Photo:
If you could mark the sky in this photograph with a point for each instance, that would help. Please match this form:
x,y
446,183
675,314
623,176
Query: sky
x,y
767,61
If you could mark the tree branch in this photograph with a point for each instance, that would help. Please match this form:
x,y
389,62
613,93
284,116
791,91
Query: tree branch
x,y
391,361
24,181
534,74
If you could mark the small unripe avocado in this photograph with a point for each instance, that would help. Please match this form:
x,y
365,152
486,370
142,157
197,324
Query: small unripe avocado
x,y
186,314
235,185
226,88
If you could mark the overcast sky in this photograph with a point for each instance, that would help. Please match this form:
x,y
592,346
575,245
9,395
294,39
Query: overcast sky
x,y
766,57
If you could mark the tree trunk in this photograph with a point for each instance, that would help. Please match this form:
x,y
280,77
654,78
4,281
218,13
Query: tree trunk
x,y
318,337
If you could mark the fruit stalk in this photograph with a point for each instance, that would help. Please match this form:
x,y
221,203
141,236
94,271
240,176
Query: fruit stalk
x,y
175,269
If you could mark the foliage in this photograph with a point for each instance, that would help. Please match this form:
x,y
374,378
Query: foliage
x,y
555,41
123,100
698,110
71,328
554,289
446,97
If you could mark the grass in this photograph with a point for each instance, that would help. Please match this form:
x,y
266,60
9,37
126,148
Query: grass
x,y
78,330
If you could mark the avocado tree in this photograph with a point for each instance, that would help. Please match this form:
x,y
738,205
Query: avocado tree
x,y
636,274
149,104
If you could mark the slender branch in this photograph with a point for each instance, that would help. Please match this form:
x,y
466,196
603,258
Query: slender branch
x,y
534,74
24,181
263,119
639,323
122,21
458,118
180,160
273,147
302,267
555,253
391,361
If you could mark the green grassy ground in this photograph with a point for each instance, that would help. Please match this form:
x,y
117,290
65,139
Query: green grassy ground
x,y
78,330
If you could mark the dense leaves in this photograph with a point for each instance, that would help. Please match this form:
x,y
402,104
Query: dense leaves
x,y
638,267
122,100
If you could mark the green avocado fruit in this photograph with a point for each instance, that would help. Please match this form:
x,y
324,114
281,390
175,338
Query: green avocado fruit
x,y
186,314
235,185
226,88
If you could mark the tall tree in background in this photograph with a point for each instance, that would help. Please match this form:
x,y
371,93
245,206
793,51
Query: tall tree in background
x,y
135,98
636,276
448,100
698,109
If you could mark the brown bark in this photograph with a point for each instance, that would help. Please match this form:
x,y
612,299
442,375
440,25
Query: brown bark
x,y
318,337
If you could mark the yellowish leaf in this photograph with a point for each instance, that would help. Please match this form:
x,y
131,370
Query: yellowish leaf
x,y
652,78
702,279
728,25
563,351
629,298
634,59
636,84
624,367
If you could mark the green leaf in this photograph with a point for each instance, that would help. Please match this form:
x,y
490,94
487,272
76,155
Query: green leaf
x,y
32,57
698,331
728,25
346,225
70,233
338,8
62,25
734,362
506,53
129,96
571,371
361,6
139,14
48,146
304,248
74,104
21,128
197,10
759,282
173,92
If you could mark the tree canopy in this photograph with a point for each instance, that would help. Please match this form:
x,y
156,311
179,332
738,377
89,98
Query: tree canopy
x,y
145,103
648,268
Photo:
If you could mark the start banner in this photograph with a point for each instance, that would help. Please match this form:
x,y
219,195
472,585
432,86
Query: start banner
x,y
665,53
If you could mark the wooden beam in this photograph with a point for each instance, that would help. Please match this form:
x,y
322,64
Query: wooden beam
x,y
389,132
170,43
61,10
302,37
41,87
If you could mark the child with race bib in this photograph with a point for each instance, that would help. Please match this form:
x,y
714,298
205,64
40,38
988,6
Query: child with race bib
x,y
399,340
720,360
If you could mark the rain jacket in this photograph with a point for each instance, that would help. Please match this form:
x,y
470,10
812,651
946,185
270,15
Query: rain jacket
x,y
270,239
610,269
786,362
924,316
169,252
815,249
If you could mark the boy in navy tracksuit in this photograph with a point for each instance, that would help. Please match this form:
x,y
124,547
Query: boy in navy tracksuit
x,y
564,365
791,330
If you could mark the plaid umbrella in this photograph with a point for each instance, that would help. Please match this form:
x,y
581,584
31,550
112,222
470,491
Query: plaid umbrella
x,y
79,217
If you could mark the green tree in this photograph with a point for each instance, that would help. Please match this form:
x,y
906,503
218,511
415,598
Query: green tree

GOAL OF THE EXERCISE: From the records above, extract every line exactly as it stands.

OUTPUT FOR THIS TASK:
Photo:
If you could mark the sky in this photograph with a point for each instance, that would help. Please match this form:
x,y
446,183
675,314
623,176
Query: sky
x,y
767,61
If you could mark the tree branch in this photograph with a point for each instance, that would help. Please match this form:
x,y
389,62
613,93
284,116
791,91
Query: tree branch
x,y
391,361
24,181
534,74
If you could mark the small unripe avocado in this photograph with a point for each instance, that would help. Please match this form:
x,y
365,152
486,370
142,157
197,324
Query: small unripe avocado
x,y
186,314
235,185
226,88
If you could mark the overcast sky in this photograph with a point for each instance, that would help. Please match this form:
x,y
592,346
575,245
9,395
294,39
Query: overcast sky
x,y
766,57
If you could mark the tree trunk in this photograph with a point for each instance, that would help. Please match this form:
x,y
280,77
654,78
4,281
218,13
Query: tree trunk
x,y
318,337
If you could mark the fruit stalk in this photograph with a point for each instance, that would help. Please match this form:
x,y
221,203
141,236
94,271
240,176
Query: fruit stalk
x,y
175,269
If you could mark the foliage in this photograph with a point for each instance, that would help. Please match this form:
x,y
374,378
Query: foliage
x,y
555,41
123,100
698,110
71,328
554,289
446,97
If you could mark the grass in this photograph with a point for each instance, that would help. Please match this form:
x,y
266,60
9,37
126,148
Query: grass
x,y
78,330
If you could mark the avocado tree in this photograph with a point for each instance, that would help. Please match this form:
x,y
738,205
Query: avocado tree
x,y
636,274
149,104
If you could mark the slender branch in this photograph with a point for each instance, that would help. Please match this form:
x,y
466,196
603,258
Query: slender branch
x,y
534,74
24,181
263,119
639,323
122,21
458,118
180,160
273,147
302,267
555,253
391,361
If you could mark the green grassy ground in this photograph with a point for each instance, that would help. Please match this form:
x,y
117,290
65,139
Query: green grassy ground
x,y
78,330
If you could mark the dense leaves in this photograph with a point for each instance, that would help. Please match this form:
x,y
402,104
Query: dense leaves
x,y
638,267
122,100
If you could mark the green avocado fruit in this photograph with a point for each instance, that would help. Please match this form:
x,y
324,114
281,390
175,338
Query: green avocado fruit
x,y
186,314
235,185
226,88
If you could mark the tall tree in background in this photograph with a point for each instance, that would help. Please match this form:
x,y
371,93
245,206
793,51
Query: tall tree in background
x,y
135,98
636,276
448,100
698,109
If you could mark the brown bark in this photograph with a point for each instance, that would help. Please match this form:
x,y
612,299
442,375
440,25
Query: brown bark
x,y
318,337
If you could mark the yellowish leaf in this photograph with a point for each instance, that would help. Please match this form:
x,y
131,370
Query: yellowish leaf
x,y
652,78
702,279
728,25
563,351
629,298
634,59
636,84
624,367
If you could mark the green leaf in this photograph with a point for each instance, that would help. Please match this form:
x,y
490,94
487,272
76,155
Query: green leaf
x,y
32,57
698,331
728,25
346,225
70,233
338,8
62,25
734,362
506,53
129,96
571,371
361,6
139,14
48,146
304,248
74,104
21,128
197,10
759,282
173,92
If you could mark the tree canopy in this photograph with a point for each instance, that would help. Please match this form:
x,y
156,311
179,332
738,377
89,98
Query: tree canopy
x,y
145,103
648,268
Photo:
If you could mark the start banner in this photograph with a point for each instance, that would help. Please match this form:
x,y
219,195
472,585
432,86
Query: start banner
x,y
665,53
If you could mark the wooden beam in this photograph with a point for each instance, that would help. Please match this form:
x,y
322,64
Query: wooden beam
x,y
389,132
170,43
61,10
302,37
41,87
If you could mark the child with race bib in this photograph with a point for each instance, that would help. Please match this form:
x,y
714,298
205,64
40,38
988,6
Query: child with race bib
x,y
399,340
720,360
If you could mark the rain jacket in this photograph with a point for each instance, that would help. Please match this form:
x,y
470,10
812,651
946,185
270,15
Query: rain jacket
x,y
270,239
610,269
786,362
924,316
169,252
815,249
If you could mark the boy in navy tracksuit in this photograph with a point for each instance, that would help. Please match this form:
x,y
124,547
Query: boy in navy tracksuit
x,y
564,365
791,330
If you could mark the plaid umbrella in this photograph with a point for each instance, that would help. Please match this form:
x,y
581,584
31,550
112,222
470,491
Query: plaid umbrella
x,y
79,217
If you could mark the green tree in this photograph with a point for each instance, that would help. Please match this form:
x,y
906,503
218,511
415,598
Query: green tree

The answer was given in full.